--- START ---

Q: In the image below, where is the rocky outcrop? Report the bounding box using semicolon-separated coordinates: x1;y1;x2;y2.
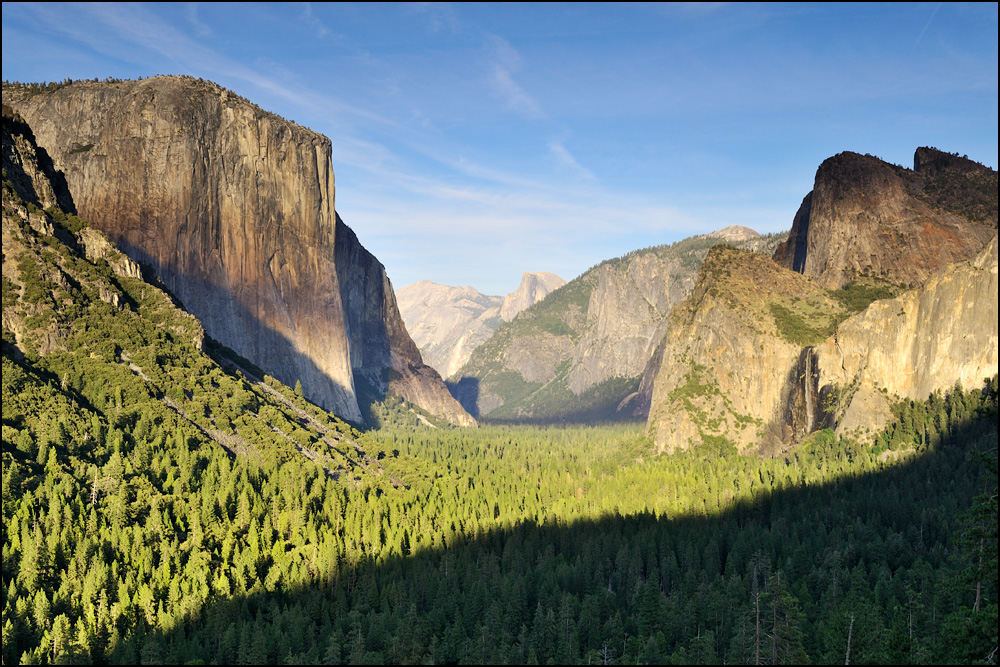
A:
774;148;997;289
645;246;848;454
646;149;998;455
2;106;205;355
813;235;998;438
334;216;476;427
4;77;473;426
1;103;74;214
453;229;786;421
499;272;566;321
396;280;503;378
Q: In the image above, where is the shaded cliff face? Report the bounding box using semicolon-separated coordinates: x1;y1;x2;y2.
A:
334;216;476;427
2;106;203;358
813;235;998;438
5;77;473;426
645;246;848;454
773;148;997;290
452;229;786;422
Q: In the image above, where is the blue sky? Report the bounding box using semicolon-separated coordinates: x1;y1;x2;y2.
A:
3;3;997;295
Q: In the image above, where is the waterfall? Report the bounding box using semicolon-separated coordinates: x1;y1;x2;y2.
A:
803;347;815;434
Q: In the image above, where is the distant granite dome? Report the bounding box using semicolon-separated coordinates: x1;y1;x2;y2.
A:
707;225;761;243
500;272;568;322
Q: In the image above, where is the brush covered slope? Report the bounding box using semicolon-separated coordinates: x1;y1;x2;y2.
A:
647;148;998;455
451;227;784;422
3;77;473;427
2;102;398;486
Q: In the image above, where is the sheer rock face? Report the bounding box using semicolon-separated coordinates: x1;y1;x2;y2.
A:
813;236;999;438
499;272;566;322
773;148;997;289
396;280;503;379
6;77;473;426
334;217;476;427
647;191;998;454
564;252;690;395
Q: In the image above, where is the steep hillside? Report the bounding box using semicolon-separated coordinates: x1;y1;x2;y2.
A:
451;228;786;422
773;148;997;289
3;77;473;427
2;104;397;487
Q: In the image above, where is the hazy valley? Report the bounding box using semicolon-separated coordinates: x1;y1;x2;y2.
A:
2;74;997;665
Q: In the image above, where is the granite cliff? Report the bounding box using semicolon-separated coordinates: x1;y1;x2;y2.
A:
774;148;997;289
451;228;785;421
4;77;473;426
499;272;567;322
644;246;850;454
396;281;504;379
812;236;998;439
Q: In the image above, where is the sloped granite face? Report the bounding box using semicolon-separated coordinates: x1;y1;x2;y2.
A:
7;76;474;426
499;272;566;322
645;236;998;455
774;149;997;290
395;272;564;381
813;236;999;439
644;246;844;455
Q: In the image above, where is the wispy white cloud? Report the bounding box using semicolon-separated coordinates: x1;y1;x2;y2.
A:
915;2;942;45
548;142;596;181
484;35;544;119
185;3;212;38
407;2;461;34
299;2;330;39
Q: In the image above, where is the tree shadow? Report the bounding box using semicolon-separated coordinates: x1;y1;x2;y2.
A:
117;412;997;665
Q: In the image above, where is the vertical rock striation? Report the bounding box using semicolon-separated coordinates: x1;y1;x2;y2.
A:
334;216;476;426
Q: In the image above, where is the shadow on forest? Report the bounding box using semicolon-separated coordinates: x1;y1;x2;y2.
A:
446;377;480;419
124;413;997;665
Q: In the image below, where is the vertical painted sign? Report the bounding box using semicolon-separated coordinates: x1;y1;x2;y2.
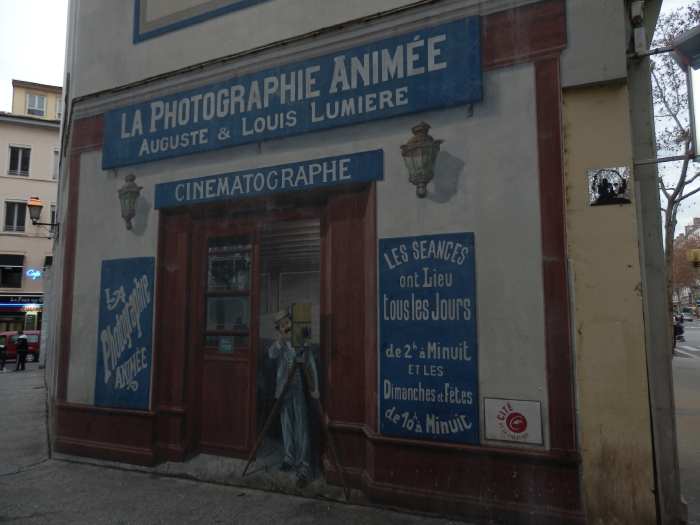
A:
379;233;478;444
95;257;155;410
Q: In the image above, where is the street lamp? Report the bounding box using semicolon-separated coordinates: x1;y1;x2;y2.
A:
400;122;443;198
27;196;59;237
118;174;142;230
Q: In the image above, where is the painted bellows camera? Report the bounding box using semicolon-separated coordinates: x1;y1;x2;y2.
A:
290;303;312;347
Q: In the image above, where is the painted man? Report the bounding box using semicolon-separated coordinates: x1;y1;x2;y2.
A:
268;308;319;488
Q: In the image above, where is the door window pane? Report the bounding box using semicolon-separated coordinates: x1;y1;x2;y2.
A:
207;237;251;291
206;296;249;331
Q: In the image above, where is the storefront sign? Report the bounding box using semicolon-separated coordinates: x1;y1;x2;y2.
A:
379;232;478;444
484;398;543;445
103;17;481;168
95;257;155;410
25;268;42;280
154;150;383;208
0;295;43;304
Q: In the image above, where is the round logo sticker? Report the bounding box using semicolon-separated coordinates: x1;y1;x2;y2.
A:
505;412;527;434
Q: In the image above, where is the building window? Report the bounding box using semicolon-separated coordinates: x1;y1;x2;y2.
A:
50;204;57;234
0;254;24;288
8;146;30;176
52;148;59;180
55;98;63;120
26;93;46;116
4;202;27;233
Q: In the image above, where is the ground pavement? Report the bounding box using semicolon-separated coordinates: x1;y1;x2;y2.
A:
0;363;464;524
2;355;698;524
674;321;700;525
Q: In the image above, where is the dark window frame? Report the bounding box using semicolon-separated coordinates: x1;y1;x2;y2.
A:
8;146;30;176
4;202;27;233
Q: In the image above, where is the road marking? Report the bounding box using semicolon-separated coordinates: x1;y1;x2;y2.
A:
677;345;700;352
675;349;696;359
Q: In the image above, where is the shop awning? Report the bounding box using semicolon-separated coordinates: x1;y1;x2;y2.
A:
0;254;24;267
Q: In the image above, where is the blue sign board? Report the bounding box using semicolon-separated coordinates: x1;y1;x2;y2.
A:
154;150;383;209
95;257;155;411
104;17;482;169
379;233;479;444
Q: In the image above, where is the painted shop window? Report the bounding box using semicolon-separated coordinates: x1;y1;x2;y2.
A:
8;146;30;176
26;93;46;117
204;236;251;353
255;218;321;488
4;202;27;233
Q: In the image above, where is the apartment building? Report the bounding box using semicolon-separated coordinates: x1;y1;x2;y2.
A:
0;80;61;332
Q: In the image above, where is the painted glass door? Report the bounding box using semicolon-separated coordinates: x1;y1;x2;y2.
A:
197;225;258;455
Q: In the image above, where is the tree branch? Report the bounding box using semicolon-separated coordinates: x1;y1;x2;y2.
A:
652;68;687;134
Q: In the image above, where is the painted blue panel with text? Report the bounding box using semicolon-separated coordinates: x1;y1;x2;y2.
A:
379;233;479;444
95;257;155;411
103;17;482;168
154;150;383;209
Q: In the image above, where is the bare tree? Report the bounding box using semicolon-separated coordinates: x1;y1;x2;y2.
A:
672;235;700;307
653;2;700;314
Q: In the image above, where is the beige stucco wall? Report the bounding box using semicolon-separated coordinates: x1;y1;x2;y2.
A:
11;86;62;120
0;120;59;295
563;84;657;524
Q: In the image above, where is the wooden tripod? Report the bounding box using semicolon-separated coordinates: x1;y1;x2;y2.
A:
242;347;350;500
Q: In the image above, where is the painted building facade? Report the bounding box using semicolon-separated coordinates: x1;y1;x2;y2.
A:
0;81;60;333
48;1;684;523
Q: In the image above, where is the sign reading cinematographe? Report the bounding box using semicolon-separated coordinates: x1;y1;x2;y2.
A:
154;150;383;209
102;17;481;169
95;257;155;411
379;233;479;444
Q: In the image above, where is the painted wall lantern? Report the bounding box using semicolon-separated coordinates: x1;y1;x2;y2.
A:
118;174;142;230
400;122;444;198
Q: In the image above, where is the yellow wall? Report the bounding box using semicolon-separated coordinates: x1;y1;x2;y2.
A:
563;84;657;524
11;86;62;120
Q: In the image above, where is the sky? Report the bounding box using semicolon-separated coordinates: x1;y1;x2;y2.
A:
658;0;700;233
0;0;68;113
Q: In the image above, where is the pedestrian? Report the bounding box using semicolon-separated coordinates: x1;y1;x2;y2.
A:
268;308;319;488
15;330;28;372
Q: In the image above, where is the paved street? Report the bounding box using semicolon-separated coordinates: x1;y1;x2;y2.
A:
1;352;699;524
675;321;700;525
0;364;464;525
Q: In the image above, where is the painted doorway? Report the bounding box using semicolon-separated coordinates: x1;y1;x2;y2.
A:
254;219;322;485
192;220;259;456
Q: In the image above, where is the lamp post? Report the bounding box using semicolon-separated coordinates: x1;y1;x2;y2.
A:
118;174;142;230
400;122;443;198
27;196;59;237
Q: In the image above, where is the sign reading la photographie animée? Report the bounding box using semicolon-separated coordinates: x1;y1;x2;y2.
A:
95;257;155;410
379;233;479;444
103;17;481;168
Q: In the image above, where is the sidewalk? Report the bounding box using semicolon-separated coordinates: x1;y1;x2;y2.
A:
0;364;465;524
674;355;700;525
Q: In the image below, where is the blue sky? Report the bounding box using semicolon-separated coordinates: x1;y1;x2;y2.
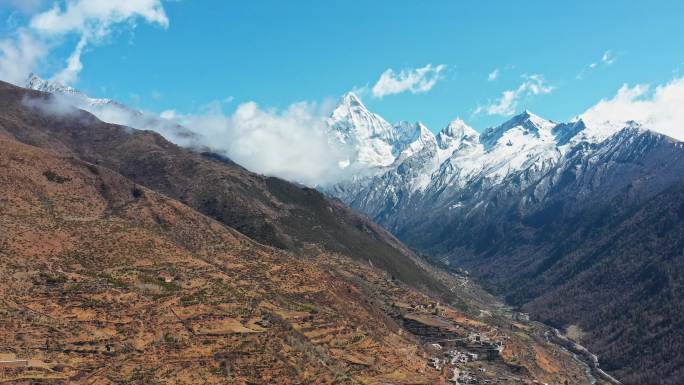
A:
1;0;684;132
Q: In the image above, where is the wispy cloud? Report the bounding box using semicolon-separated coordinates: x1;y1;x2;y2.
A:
487;69;500;82
577;50;617;79
582;76;684;141
601;50;616;65
348;83;370;98
371;64;446;98
0;0;169;85
475;74;554;116
0;29;47;84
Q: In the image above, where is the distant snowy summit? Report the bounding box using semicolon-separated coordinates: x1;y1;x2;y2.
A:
23;74;199;146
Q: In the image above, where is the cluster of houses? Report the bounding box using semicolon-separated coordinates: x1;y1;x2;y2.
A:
428;347;480;364
448;367;486;384
424;330;510;384
427;344;490;382
448;349;478;364
467;332;505;349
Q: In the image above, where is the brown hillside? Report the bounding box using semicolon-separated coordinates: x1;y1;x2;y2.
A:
0;80;440;294
0;136;593;384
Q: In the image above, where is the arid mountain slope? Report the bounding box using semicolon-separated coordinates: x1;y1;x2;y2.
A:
0;81;438;293
0;124;594;384
0;135;428;384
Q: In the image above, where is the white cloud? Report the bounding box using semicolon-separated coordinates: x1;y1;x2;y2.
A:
487;69;499;82
30;0;168;36
577;50;617;79
165;99;352;186
0;29;47;84
582;77;684;141
0;0;169;85
21;92;81;117
475;90;516;116
159;109;176;120
371;64;446;98
601;50;616;65
521;74;553;95
475;74;554;116
51;33;86;84
349;83;370;98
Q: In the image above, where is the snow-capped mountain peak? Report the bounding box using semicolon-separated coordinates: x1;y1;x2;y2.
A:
579;117;646;145
434;118;480;164
331;92;372;124
329;92;395;142
552;118;587;145
25;73;118;107
437;118;479;148
392;121;433;144
394;122;436;159
339;91;365;109
25;73;81;96
480;110;557;150
440;118;478;137
327;92;398;170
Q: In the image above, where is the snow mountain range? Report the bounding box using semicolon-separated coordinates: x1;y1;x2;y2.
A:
324;92;683;233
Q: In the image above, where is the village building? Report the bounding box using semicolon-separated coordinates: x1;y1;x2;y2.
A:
158;272;175;283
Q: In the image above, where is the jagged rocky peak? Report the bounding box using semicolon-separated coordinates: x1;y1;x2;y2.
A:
441;118;478;138
340;91;364;108
412;122;437;148
394;121;433;140
25;73;81;96
552;118;587;145
607;120;663;143
394;120;418;133
574;115;655;145
331;92;372;121
502;110;556;132
480;110;556;149
385;121;437;168
329;92;395;143
24;72;117;107
416;121;433;136
437;118;479;150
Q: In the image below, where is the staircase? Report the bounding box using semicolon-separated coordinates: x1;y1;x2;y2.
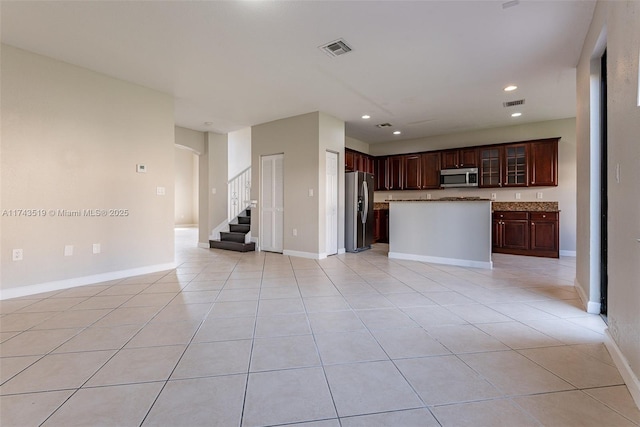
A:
209;208;255;252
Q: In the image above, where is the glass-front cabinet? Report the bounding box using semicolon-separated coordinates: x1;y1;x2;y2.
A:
480;147;501;187
479;143;529;188
504;143;528;186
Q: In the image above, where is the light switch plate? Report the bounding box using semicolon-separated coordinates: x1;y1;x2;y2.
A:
156;186;165;196
64;245;73;256
308;189;313;197
12;249;23;261
93;243;101;254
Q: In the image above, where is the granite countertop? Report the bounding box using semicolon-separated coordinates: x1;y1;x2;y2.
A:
375;200;559;212
492;201;559;212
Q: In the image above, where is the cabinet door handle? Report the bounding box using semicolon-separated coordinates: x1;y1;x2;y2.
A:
531;222;535;226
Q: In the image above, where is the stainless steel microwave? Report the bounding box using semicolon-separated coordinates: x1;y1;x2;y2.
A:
440;167;479;188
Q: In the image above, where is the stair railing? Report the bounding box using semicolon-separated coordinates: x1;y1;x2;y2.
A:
228;166;251;221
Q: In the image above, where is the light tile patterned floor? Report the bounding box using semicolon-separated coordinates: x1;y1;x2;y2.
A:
1;228;639;426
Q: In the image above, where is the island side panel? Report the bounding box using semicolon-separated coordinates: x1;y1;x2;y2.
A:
388;201;492;268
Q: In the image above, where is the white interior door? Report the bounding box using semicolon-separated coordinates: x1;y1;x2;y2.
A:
326;151;338;255
260;154;284;253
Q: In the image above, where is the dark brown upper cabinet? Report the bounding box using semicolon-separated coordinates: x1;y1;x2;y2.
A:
529;138;558;187
441;148;477;169
387;155;404;190
403;154;422;190
374;157;388;191
421;152;441;189
345;150;356;171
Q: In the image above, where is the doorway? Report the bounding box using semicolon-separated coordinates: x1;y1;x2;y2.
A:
599;50;608;317
260;154;284;253
326;151;339;256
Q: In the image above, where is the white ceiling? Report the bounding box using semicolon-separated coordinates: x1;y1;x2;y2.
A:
1;1;595;146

--- END ---

* [Your task]: Where a line of the data contains "building", copy that line.

* [Task response]:
Q: In the image above, where is the building window? Report the bounding box using semicolon-separated coordinates: x1;y1;x2;y2.
Q: In the image above, where is the apartment building? Report the bounding box using semicolon-separated coordinates: x1;y1;x2;y2.
Q: In the image above, where is the painted building facade? Report the bounding box using semicolon-separated coordinates: x1;y1;x2;y2.
Q: In the image above, where is the village building? Report the bounding box using semicolon-separated coordinates: x1;y1;x2;y2.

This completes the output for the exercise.